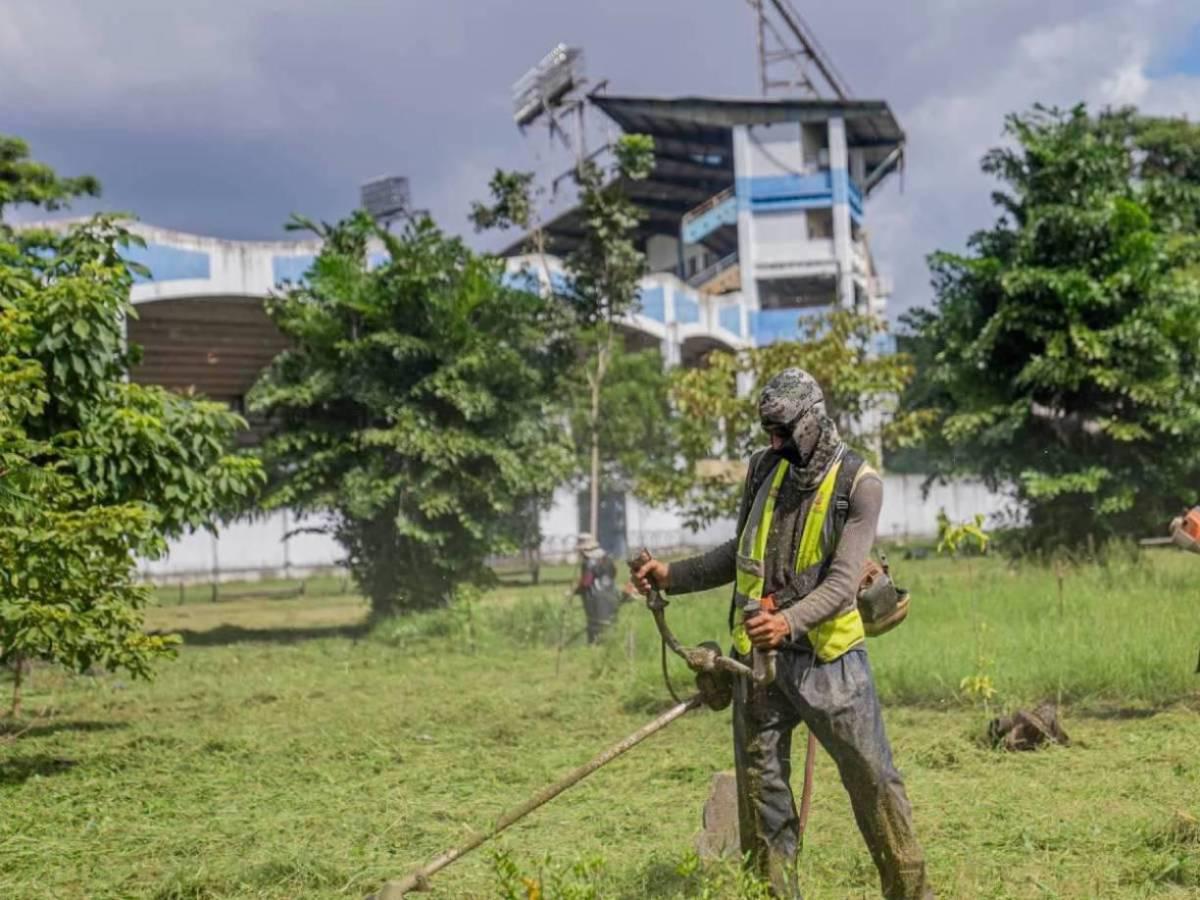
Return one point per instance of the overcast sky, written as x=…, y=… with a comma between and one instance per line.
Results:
x=223, y=117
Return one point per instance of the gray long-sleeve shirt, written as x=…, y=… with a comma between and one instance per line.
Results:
x=838, y=589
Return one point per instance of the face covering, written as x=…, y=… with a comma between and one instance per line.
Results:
x=792, y=402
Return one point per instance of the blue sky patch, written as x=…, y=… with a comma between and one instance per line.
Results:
x=1185, y=59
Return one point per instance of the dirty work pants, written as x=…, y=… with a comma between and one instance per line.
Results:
x=838, y=702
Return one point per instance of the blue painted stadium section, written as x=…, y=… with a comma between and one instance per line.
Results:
x=730, y=318
x=725, y=213
x=772, y=325
x=856, y=201
x=291, y=268
x=772, y=192
x=765, y=193
x=521, y=280
x=561, y=283
x=654, y=304
x=168, y=263
x=687, y=310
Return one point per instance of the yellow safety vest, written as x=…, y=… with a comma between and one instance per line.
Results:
x=819, y=541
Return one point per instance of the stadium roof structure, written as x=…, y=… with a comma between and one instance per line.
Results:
x=694, y=153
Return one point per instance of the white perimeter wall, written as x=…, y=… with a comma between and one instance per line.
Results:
x=259, y=547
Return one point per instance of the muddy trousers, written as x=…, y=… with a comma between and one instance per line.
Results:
x=838, y=702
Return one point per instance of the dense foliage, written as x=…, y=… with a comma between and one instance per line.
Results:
x=617, y=400
x=94, y=469
x=1062, y=355
x=413, y=407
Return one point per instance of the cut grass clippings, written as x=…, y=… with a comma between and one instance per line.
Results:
x=289, y=754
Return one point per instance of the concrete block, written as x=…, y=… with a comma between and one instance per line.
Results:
x=719, y=826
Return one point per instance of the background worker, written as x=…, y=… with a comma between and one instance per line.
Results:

----------------------------------------

Give back the whole listing as it stands, minus its pictures.

# Finished answer
Return one point per instance of the overcast sky, written as x=…, y=… with a comma between and one instance per line.
Results:
x=223, y=117
Return one point per instance of the gray long-sleeve shirt, written as x=…, y=… with a comma between and one instance per line.
Results:
x=838, y=589
Return one point per instance of the face covering, written as x=…, y=… with a comma between and one instance per line.
Results:
x=792, y=402
Return one point per instance of the blue sky patch, written as x=…, y=… with a comma between and one instance per line.
Results:
x=1185, y=59
Return one point per instance of the dirty work pants, written as x=…, y=… with a comma between and one instance per line.
Results:
x=838, y=702
Return one point per instance of the blue painted stadium section, written as x=…, y=… with a comma between and one instance per line.
Results:
x=730, y=318
x=725, y=213
x=772, y=325
x=856, y=201
x=291, y=268
x=772, y=192
x=765, y=193
x=521, y=280
x=561, y=283
x=654, y=304
x=168, y=263
x=687, y=310
Return one point per instance of the yellow safety vest, written as x=…, y=… with a comma between and one instance per line.
Results:
x=819, y=541
Return one point per instance of the stadium roof structure, written as x=…, y=… with a comma between and one instance per line.
Results:
x=694, y=153
Return one point per instance of the white perimeter wall, written as x=…, y=… with a comma between and one instance per line.
Results:
x=259, y=547
Return one point per instance of the muddy trousers, written as x=…, y=… with a comma between and one instance per line.
Results:
x=838, y=702
Return one point per instance of the dense foliage, written as x=…, y=… with a comma between and one instance per line.
Results:
x=617, y=400
x=94, y=469
x=1062, y=355
x=413, y=407
Return one point per instance of the cut grass clippings, written as x=…, y=… with a comma between and one instance per line.
Results:
x=289, y=754
Return one point per instance of the concrete block, written as x=…, y=… with a comma between and one instance per line.
Results:
x=719, y=826
Return one point per instance of the background worker, written as x=…, y=… with a comma between and one instance per line.
Results:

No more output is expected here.